#### [Description of the task]
For this listing, the lines between the one holding "[tag] one dot per instance, sample [458,693]." and the one holding "Target: calcified ledge", inclusive, must be set down exactly.

BEGIN Information

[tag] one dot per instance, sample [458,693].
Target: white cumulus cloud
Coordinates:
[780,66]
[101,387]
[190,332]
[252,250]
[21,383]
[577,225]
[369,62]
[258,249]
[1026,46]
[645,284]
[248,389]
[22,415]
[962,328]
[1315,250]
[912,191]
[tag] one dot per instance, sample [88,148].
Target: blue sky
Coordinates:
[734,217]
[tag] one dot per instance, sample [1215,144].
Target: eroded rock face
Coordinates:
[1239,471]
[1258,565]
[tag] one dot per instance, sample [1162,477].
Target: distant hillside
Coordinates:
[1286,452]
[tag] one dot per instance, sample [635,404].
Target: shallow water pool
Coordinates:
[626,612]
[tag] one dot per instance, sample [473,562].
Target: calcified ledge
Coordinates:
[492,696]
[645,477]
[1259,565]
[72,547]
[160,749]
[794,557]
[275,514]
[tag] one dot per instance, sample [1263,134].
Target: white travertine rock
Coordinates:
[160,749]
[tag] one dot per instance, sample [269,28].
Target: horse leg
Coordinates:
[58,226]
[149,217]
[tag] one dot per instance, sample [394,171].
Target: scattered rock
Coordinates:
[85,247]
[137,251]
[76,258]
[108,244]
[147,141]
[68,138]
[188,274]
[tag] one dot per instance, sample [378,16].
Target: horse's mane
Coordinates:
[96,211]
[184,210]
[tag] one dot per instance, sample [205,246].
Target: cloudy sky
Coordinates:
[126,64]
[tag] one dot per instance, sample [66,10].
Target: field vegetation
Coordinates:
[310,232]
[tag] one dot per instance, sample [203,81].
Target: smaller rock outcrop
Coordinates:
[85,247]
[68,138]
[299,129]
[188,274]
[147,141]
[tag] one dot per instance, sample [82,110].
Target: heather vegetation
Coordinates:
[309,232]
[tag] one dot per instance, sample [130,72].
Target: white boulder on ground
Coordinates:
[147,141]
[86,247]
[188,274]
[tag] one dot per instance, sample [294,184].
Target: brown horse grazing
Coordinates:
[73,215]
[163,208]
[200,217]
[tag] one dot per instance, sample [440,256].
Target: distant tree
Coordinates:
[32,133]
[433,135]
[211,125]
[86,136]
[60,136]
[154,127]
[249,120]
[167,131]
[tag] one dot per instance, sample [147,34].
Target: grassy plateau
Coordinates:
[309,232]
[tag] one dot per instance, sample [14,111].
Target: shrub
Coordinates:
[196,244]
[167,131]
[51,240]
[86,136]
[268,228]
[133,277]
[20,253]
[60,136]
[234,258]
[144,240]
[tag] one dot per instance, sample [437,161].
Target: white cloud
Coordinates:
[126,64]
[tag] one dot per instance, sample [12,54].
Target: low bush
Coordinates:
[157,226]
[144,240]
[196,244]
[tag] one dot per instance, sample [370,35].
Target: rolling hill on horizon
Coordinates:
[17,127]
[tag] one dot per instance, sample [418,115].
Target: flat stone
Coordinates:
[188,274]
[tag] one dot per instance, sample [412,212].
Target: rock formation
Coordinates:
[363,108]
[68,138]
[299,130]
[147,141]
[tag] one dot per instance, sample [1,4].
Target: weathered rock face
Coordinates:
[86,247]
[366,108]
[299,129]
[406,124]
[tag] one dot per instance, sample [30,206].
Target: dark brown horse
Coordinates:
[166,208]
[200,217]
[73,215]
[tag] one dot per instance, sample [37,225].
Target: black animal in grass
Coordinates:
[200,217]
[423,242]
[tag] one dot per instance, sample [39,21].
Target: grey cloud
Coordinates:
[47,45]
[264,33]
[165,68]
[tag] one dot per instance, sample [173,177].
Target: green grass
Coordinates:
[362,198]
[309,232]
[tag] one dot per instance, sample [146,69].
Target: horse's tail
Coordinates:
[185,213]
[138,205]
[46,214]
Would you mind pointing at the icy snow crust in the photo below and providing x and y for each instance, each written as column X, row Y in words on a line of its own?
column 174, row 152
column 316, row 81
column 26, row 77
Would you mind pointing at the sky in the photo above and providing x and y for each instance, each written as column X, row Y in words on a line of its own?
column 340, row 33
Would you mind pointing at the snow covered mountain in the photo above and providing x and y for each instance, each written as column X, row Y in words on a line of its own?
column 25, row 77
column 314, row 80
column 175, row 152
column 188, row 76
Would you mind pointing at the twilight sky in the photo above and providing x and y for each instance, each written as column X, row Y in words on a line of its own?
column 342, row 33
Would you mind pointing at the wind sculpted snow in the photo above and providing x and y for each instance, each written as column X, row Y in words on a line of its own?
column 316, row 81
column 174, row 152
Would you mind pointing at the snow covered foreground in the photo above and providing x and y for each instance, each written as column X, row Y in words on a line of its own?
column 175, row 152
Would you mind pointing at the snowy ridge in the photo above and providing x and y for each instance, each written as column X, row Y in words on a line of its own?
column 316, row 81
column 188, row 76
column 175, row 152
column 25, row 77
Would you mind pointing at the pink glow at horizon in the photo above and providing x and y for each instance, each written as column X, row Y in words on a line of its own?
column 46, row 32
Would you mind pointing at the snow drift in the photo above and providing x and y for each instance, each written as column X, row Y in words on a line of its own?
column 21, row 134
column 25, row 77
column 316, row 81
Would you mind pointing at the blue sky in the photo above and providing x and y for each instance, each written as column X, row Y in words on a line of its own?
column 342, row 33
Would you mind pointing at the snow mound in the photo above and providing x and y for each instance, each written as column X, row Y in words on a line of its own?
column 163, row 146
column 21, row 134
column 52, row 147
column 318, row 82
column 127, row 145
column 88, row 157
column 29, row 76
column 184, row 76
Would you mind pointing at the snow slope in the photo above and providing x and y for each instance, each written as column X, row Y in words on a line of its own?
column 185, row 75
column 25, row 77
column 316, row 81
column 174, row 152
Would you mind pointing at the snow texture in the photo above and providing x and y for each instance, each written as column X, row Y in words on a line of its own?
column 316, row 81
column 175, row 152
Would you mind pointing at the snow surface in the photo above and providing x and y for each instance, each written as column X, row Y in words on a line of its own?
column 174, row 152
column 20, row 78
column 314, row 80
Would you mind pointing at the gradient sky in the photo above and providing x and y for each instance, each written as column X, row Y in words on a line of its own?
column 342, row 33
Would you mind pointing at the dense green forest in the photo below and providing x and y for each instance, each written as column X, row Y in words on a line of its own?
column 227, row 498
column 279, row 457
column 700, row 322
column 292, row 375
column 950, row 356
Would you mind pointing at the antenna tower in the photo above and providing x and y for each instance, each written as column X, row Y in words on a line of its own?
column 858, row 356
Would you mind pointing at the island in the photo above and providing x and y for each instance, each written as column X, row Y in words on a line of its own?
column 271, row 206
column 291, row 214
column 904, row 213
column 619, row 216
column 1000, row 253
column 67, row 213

END Information
BEGIN Information

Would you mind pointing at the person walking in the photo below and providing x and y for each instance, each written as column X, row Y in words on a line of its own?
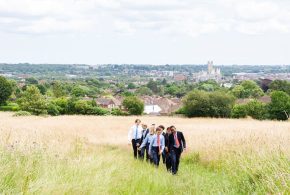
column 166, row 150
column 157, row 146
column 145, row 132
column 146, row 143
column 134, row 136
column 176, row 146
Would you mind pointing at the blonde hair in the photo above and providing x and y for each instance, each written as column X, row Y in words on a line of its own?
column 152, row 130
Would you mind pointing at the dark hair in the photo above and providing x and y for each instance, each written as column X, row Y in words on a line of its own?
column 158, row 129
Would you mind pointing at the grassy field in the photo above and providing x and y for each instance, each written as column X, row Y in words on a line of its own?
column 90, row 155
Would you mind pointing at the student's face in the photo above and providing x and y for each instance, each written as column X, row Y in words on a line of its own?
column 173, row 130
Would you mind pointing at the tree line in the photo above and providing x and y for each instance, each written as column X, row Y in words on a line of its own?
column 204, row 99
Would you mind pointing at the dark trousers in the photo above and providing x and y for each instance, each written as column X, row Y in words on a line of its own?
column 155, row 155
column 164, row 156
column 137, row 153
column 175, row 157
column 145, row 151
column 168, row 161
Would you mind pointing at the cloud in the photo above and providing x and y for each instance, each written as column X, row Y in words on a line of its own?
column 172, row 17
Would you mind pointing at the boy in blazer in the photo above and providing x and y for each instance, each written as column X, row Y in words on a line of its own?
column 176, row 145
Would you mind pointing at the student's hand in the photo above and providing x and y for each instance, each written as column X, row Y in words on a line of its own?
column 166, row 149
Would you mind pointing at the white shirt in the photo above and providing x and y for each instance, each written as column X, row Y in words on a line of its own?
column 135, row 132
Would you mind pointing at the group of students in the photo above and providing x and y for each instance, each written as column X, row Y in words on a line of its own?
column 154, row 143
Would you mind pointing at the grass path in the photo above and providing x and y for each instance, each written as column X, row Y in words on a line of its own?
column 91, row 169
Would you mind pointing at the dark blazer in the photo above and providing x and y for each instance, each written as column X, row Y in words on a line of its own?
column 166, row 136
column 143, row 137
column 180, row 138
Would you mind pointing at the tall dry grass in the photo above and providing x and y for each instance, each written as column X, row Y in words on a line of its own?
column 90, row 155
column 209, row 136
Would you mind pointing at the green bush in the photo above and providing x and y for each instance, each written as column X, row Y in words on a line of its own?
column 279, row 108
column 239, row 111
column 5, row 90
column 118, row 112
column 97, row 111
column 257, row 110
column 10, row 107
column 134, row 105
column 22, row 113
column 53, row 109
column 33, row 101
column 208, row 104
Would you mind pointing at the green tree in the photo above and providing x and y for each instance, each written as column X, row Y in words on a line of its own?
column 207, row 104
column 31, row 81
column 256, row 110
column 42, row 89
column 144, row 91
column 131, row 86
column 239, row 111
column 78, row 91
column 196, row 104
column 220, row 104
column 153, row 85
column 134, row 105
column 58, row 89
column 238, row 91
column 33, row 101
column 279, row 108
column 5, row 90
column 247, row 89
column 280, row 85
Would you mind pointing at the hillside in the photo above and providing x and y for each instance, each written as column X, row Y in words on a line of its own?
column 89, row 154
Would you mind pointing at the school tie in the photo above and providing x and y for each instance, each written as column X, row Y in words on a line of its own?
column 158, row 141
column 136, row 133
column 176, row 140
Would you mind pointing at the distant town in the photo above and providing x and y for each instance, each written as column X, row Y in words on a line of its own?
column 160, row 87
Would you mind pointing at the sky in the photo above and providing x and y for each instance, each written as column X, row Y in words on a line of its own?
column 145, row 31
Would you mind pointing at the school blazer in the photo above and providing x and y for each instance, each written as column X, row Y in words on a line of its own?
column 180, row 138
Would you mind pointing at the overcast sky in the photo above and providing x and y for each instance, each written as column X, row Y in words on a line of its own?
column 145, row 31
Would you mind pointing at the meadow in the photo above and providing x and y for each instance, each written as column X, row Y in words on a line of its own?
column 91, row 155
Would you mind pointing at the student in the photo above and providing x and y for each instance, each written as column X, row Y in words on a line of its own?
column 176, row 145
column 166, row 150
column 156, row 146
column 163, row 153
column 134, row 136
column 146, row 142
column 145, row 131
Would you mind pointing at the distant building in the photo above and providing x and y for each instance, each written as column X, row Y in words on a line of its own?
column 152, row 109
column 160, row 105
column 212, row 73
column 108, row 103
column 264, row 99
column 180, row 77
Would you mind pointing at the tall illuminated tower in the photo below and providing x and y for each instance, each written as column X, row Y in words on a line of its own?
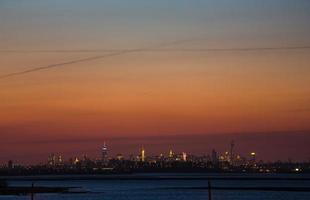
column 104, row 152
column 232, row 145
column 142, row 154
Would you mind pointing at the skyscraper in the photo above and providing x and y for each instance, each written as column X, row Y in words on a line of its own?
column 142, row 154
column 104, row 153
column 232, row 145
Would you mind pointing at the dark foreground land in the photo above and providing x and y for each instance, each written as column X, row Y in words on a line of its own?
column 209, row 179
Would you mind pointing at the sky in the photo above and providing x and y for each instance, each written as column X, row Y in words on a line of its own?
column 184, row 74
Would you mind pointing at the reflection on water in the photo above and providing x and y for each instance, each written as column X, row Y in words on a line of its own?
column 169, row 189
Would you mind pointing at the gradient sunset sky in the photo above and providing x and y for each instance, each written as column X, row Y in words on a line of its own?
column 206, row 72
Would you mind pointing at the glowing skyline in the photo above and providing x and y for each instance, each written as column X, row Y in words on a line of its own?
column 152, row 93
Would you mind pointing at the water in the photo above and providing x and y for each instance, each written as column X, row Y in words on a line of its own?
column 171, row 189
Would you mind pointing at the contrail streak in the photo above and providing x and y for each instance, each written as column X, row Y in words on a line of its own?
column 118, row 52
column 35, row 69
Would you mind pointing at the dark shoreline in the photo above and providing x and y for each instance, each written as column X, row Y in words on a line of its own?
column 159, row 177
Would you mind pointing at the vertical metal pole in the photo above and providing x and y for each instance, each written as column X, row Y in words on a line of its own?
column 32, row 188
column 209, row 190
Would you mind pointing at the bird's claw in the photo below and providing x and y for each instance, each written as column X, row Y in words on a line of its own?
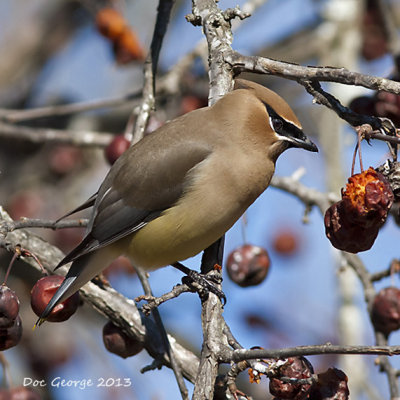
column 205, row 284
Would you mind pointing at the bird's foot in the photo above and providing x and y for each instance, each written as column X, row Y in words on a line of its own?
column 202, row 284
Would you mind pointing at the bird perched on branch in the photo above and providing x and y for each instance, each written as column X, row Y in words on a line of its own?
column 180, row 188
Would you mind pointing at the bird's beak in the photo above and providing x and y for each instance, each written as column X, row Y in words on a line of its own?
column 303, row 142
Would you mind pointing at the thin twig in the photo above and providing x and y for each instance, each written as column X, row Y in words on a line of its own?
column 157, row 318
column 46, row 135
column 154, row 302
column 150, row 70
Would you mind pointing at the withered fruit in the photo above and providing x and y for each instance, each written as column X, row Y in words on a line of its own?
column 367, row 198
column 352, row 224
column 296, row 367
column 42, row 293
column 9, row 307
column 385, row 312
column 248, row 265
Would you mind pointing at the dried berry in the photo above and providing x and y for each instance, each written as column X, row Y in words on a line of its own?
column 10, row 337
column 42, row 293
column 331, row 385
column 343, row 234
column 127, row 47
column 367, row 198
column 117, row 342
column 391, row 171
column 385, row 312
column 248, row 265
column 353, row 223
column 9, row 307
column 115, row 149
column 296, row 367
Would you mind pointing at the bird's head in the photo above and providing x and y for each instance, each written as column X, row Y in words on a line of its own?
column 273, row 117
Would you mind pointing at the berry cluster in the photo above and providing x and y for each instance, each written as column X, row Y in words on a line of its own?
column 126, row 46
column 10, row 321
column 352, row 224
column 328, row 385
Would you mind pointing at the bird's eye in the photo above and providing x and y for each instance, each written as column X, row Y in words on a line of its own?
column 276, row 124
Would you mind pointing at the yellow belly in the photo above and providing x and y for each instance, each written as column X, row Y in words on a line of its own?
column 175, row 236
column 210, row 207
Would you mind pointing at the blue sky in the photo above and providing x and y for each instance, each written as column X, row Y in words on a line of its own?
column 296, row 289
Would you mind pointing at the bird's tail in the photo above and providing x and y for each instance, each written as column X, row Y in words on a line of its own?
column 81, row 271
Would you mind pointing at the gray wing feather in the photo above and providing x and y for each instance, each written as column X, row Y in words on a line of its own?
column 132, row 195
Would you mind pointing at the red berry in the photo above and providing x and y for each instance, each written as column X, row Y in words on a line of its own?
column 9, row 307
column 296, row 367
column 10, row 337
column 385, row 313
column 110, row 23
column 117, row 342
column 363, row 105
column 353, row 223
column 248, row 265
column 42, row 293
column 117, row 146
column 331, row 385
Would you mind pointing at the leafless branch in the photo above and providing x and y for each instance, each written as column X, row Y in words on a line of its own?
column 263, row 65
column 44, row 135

END Information

#### [Response to the task]
[tag] one dot per instance, sample [458,693].
Target: white cumulus cloud
Coordinates:
[780,66]
[101,387]
[190,332]
[252,250]
[21,383]
[577,225]
[369,62]
[258,249]
[1026,46]
[645,284]
[248,389]
[22,415]
[962,328]
[1315,250]
[912,191]
[tag] one dot per instance, sample [88,148].
Target: blue sky
Coordinates:
[734,217]
[tag] one dot per instance, sample [1215,144].
Target: eroded rock face
Coordinates:
[1239,471]
[1258,565]
[tag] one dot per instance, sample [1162,477].
Target: distant hillside
Coordinates:
[1286,452]
[tag] one dot per instance, sample [635,404].
Target: shallow water pool
Coordinates:
[626,612]
[tag] one dot per instance, sample [473,562].
Target: calcified ledge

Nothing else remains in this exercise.